Dostarczony fragment -
*-*-*
Nasza Loteria SR - pasek na kartach artykułów

Kat w więzieniu

(tk)
Aleksander O., były funkcjonariusz UB, a potem znany białostocki literat, stawił się wczoraj w więzieniu, aby odbyć karę czterech i pół roku pozbawienia wolności. Trafił do tzw. celi przejściowej.

Po raz pierwszy 82-letni O. miał rozpocząć odbywanie kary 1 września. Przysłał jednak do sądu usprawiedliwienie. Powodem tego, że nie pojawił się w więzieniu miał być zabieg przeprowadzony w jednym z białostockich szpitali. Został wyznaczony kolejny termin. Jednocześnie sąd zagroził, że jeśli i tym razem były ubek się nie stawi, zostanie doprowadzony siłą.
Prawomocny wyrok dotyczący białostockiego literata zapadł w Sądzie Okręgowym w Suwałkach w lutym. Został skazany na cztery i pół roku pozbawienia wolności za przestępstwa popełnione w latach 1945-46 na Suwalszczyźnie. Był wówczas funkcjonariuszem Powiatowego Urzędu Bezpieczeństwa Publicznego. Sąd uznał, że znęcał się nad zatrzymywanymi osobami i tolerował tego typu zachowania swoich podwładnych. O., który już w latach 50. w UB nie pracował i zajął się dziennikarstwem oraz pisaniem książek dorobił się miana "kata Suwalszczyzny".
*-*-*
Wybrane dane -
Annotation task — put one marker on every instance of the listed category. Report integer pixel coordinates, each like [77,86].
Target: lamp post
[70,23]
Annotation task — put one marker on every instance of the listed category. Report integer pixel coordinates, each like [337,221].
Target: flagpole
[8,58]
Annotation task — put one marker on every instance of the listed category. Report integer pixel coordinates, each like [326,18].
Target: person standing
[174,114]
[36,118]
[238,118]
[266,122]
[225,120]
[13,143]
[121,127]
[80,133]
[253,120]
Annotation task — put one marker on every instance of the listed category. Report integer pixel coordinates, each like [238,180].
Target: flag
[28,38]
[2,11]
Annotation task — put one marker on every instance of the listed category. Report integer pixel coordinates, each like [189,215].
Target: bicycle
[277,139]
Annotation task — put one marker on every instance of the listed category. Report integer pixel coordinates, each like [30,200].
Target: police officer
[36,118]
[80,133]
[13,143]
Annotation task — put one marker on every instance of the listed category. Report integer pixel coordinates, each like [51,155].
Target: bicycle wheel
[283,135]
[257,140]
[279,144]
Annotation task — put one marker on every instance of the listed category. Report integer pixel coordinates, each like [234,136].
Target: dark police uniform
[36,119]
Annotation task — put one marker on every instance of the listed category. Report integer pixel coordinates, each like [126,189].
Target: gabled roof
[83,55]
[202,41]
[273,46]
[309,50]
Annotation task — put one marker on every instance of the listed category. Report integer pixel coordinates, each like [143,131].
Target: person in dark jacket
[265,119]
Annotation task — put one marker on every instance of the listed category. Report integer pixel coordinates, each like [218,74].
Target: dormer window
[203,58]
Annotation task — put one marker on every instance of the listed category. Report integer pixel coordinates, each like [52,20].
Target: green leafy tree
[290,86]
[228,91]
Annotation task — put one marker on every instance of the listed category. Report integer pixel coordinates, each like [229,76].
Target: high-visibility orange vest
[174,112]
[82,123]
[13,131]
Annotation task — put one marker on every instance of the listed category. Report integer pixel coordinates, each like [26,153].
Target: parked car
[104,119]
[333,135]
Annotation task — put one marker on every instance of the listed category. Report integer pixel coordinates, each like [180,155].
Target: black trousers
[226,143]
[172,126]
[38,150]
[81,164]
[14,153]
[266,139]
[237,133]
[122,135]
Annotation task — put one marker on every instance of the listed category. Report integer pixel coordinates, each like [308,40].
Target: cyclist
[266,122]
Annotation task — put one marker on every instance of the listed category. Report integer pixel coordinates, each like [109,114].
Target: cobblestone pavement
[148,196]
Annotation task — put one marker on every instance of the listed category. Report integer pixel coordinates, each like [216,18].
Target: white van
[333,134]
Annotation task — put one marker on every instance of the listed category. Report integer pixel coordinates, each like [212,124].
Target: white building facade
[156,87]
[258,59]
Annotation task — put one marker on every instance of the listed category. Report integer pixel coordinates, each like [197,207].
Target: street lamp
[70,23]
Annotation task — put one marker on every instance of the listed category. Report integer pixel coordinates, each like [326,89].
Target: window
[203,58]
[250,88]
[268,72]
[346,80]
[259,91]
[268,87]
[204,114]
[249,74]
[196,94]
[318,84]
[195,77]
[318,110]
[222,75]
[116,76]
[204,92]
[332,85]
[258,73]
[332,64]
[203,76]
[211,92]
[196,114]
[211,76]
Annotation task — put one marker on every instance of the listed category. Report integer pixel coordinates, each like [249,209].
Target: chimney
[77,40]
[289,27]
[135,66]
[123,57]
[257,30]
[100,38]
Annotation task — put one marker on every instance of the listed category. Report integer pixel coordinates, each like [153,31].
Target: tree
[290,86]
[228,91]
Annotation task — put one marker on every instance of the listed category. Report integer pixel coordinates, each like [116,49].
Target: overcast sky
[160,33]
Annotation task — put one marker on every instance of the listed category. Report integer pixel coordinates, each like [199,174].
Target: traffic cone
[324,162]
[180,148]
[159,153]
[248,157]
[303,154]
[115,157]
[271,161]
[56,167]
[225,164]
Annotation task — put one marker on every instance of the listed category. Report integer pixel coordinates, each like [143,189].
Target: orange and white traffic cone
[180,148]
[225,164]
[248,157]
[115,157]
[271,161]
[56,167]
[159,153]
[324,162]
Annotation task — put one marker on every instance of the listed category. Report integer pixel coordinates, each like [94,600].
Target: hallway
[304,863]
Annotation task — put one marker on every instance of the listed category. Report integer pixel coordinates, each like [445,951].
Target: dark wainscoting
*-*-*
Wymagania -
1) Przepisz dosłownie część dostarczonego fragmentu: zacznij od słów „Kat w więzieniu”, a skończ na słowach „zostanie doprowadzony siłą.”.
2) Wypisz z dostarczonego fragmentu wszystkie określenia dat i okresów zapisane cyframi.

Wyniki zadań -
1)
Kat w więzieniu

(tk)
Aleksander O., były funkcjonariusz UB, a potem znany białostocki literat, stawił się wczoraj w więzieniu, aby odbyć karę czterech i pół roku pozbawienia wolności. Trafił do tzw. celi przejściowej.

Po raz pierwszy 82-letni O. miał rozpocząć odbywanie kary 1 września. Przysłał jednak do sądu usprawiedliwienie. Powodem tego, że nie pojawił się w więzieniu miał być zabieg przeprowadzony w jednym z białostockich szpitali. Został wyznaczony kolejny termin. Jednocześnie sąd zagroził, że jeśli i tym razem były ubek się nie stawi, zostanie doprowadzony siłą.

2)
- 1 września
- w latach 1945-46
- w latach 50.